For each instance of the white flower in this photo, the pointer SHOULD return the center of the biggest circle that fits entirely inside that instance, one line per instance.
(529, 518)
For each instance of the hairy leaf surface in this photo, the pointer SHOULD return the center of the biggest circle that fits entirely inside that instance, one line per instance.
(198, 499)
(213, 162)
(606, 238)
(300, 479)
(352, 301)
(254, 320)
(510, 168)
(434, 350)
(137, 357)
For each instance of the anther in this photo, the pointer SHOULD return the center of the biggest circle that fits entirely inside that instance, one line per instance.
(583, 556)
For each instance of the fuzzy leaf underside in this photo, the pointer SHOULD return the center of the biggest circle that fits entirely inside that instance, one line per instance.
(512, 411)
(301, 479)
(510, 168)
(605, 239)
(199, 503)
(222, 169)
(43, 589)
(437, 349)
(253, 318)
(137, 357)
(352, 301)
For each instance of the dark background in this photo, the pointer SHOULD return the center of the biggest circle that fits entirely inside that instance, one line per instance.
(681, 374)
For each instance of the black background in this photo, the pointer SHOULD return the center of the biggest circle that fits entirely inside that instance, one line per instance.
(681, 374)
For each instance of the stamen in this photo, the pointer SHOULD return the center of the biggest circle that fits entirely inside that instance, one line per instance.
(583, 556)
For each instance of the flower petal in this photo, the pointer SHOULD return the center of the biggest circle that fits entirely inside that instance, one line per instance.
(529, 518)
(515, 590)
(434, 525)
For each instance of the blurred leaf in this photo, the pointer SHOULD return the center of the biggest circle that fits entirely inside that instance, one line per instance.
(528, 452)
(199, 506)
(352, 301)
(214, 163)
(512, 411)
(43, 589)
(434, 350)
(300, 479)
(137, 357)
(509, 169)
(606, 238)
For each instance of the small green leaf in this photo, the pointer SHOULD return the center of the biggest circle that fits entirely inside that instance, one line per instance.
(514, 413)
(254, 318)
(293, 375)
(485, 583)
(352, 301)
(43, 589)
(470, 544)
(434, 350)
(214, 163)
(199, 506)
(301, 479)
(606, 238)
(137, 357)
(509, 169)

----

The requested output is the line holding "For each instance of the fuzzy" and every line after it up to the last line of the listing, exactly, with nothing else.

Exercise result ::
For each instance of the fuzzy leaf underside in this photo, the pointer SHOULD return the center of the biggest circle that fits entirely inside that instance, one line per instance.
(512, 411)
(301, 479)
(510, 168)
(605, 239)
(199, 503)
(222, 169)
(43, 589)
(437, 349)
(253, 318)
(137, 357)
(352, 301)
For each instance of the dark background in this photo, the pointer SHOULD return the center of the biggest circle that fits entirely inside that instance, one line per instance.
(681, 374)
For each instance of the black background in this photo, the pointer SHOULD return the center of the biggest circle that fits entirely inside that instance, one line per instance.
(681, 374)
For each instance of the stamen in this photo, the pointer SHOULD return the center of the biggest circle that fits entirely inside that instance, one line per instance.
(583, 556)
For each instance of the flower petal in this photo, the pointer SHOULD return the center of the biggest circle that fits entirely inside that instance, one line per instance.
(529, 518)
(515, 590)
(434, 525)
For each instance of the blurred leaf in this photo, the pointer SHOULD return the center of the biggest circle that fits entirely inside that instance, one line per instance.
(528, 452)
(199, 506)
(352, 301)
(214, 163)
(512, 411)
(43, 589)
(434, 350)
(300, 479)
(137, 357)
(509, 169)
(606, 238)
For each instance of the small green leaf in this photo, the pointer SHOULD return the center of the biggest circle that fits entirely inside that instance, one line per instance.
(514, 413)
(254, 318)
(293, 375)
(485, 583)
(352, 301)
(43, 589)
(470, 544)
(434, 350)
(214, 163)
(199, 506)
(301, 479)
(606, 238)
(137, 357)
(509, 169)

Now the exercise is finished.